**TASKS TO CARRY OUT**
A. Answer each question using the passage on performance-model instructions.
(i) How is the compute instruction modeled in the performance model?
(ii) What three operands does the send instruction contain?
(iii) What does the computation agent do when a receive instruction is encountered before enough data has arrived in the specified queue?
B. Write the next part of the passage on compute, send and receive instructions in a performance model, picking up after its final sentence.

The compute instruction represents the execution of a portion of the application algorithm within the PE's local memory. It is modeled in the performance model as a simple time delay. The compute instruction contains one operand specifying an algorithm step or corresponding computation time. The length of the time delay is equal to the time required for the target PE to perform the respective algorithm step. The time-delay value depends both on the type of PE and on the operations contained in that step of the algorithm. The time values can be obtained a variety of ways depending on the case. For COTS PEs, reliable time measurements for common processing functions, such as FFT, or vector multiply can often be obtained from data books and other published sources. Benchmark measurements of actual or typical algorithm segments can also be taken from an ISA simulation model or physical PE for a COTS processor when reliable measurements for the required operations cannot otherwise be obtained. For custom PE's that have not been constructed, either quick estimates based on intrinsic operation counts and the projected PE operation rate can be made or benchmarks can be taken from ISA simulation models. Upon completion of a computation delay interval, the computation agent interprets the next sequential instruction in the software application program. Because this is a performance model, no application computations are actually performed in the model.

The send instruction represents an inter-PE data transfer. It contains three operands: the local and destination queue numbers, and the data amount. Other operands, such as priority may be modeled. When the computation agent encounters a send instruction, the computation agent directs the local communication agent to transfer data from a local memory queue to a queue in another PE. If the communication agent can accept the command immediately, the computation agent continues sequencing to the next instruction in the software application program. Otherwise, the computation agent blocks execution until the communication agent resumes. Many systems feature a command queue for the communication agent that can be modeled to minimize such blocking. No data is actually transferred in a performance model. The model describes only the effects of transferring data, such as port allocation for the amount of time required to send the specified data amount and memory allocation amount for storing the equivalent data.

The receive instruction represents the consumption of transferred data. It has two operands: queue number and data amount. If the sufficient amount of data had arrived in the specified queue prior to encountering a receive command, then the computation agent decrements the specified queue by the specified receive amount. Then it continues to sequence to the next instruction in the software application program. Otherwise, the computation agent blocks until sufficient data in the specified queue arrives.

**DATA SHOWN**

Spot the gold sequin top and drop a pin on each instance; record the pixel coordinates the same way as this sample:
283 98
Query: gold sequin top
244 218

**RESPONSES BY TASK**
A.
(i) As a simple time delay.
(ii) The local queue number, the destination queue number, and the data amount.
(iii) It blocks until sufficient data arrives in the specified queue.

B.
Switch Element

The SEs are multiple port entities that route data packets or messages from one port to another port. When connected to other SEs via links to form a network, the SEs provide a means to transfer data from one PE to any other PE or ME within the processing system. For a network-performance model, no data is actually transferred over the links. However, a link's bandwidth is allocated for the appropriate duration of a data transfer to account for the movement of data over the given link. Various switching schemes may be modeled, such as common-bus, circuit-switched, packet-switched, or store-and-forward. Each scheme exhibits unique behavior under contention for common network links by competing PE nodes. The effects of such contentions are especially critical to the successful design of real-time, high-throughput, signal processors for many applications. An SE can be modeled as a set of processes handling the activity at each of the ports, as shown in figure 7.


Figure 7 - Switch Element Model for Crossbar.

Shared Memory Element

The ME represents a common data storage resource accessible by PEs over the network. Its model and role are similar to that of the local memory of a PE.

Modeling Issues and Techniques

The PMS paradigm described above can be implemented with VHDL in various ways. We advocate a direct approach where the network topology is described directly in terms of a VHDL structural description. Because the physical structure of digital systems typically consists of a hierarchy of modules, boards, chassis, and racks, we pattern the structural hierarchy after the physical hierarchy. The PEs, SEs, and MEs become the leaf-level components of the structural description. The signal links of the structural models interconnect the leaf-level components to each other.

Because the abstract network-level paradigm transfers only symbolic tokens representing data messages instead of actual data values, a token composite type must be defined. The signals and component ports are declared to be of type token.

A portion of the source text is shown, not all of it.